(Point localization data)
========================================
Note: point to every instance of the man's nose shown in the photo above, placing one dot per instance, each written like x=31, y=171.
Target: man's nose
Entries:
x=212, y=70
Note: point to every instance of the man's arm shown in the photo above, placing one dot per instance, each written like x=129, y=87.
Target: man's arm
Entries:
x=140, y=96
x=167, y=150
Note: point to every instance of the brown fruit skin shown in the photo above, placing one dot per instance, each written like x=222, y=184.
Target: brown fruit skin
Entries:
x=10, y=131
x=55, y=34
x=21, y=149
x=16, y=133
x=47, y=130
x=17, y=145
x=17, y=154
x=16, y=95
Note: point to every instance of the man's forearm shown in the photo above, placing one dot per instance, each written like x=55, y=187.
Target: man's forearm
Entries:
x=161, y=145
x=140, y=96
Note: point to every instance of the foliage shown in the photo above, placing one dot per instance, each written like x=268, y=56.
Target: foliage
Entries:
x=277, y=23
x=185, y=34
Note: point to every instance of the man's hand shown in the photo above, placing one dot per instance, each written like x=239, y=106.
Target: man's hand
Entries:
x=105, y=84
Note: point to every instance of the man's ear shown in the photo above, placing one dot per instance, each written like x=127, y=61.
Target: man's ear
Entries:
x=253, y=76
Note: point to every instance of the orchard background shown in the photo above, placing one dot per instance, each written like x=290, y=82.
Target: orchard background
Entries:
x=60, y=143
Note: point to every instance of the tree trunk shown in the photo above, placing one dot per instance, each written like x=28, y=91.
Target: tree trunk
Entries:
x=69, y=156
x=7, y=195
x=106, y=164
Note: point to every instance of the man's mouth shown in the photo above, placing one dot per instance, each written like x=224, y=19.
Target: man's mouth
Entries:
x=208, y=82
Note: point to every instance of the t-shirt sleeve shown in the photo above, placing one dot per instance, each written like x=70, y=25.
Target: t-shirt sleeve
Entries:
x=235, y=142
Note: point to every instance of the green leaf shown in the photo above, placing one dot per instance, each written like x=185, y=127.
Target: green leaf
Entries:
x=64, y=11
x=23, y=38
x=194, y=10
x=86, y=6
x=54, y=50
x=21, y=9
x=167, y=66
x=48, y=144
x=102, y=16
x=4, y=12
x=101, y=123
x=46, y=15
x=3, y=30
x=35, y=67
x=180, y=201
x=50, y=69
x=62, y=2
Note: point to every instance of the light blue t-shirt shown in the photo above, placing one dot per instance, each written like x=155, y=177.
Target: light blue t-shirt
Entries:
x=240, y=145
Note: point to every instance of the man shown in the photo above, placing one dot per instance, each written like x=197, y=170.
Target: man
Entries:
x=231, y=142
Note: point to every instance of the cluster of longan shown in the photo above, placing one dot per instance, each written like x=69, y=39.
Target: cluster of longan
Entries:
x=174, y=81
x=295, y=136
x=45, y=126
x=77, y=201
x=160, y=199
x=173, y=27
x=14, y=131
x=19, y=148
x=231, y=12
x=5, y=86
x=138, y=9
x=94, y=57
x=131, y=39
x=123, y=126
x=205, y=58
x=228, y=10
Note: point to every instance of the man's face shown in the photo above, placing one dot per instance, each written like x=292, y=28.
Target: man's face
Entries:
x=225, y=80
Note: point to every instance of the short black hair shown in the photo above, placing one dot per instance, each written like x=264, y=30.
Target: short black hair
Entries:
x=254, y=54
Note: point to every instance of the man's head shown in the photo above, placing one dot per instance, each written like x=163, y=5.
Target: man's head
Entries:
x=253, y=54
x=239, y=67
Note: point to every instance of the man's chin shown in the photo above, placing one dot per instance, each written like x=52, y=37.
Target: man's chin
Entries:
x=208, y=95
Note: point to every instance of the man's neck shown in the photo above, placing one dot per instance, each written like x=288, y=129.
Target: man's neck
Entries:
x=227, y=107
========================================
§ What this task involves
Exactly the lines above from the one with "Target: light blue t-shirt" to the one with "Target: cluster of longan", both included, are to be quoted; leave the rest out.

§ Solution for this task
Target: light blue t-shirt
Entries:
x=240, y=145
Note: point to every instance of the man shown in the photo above, placing one dot per instance, each written like x=197, y=170.
Target: man
Entries:
x=231, y=142
Note: point to every instance of the cluster of longan shown in the photo above, placing one dot per instance, each written like x=69, y=39.
Target: cluster of longan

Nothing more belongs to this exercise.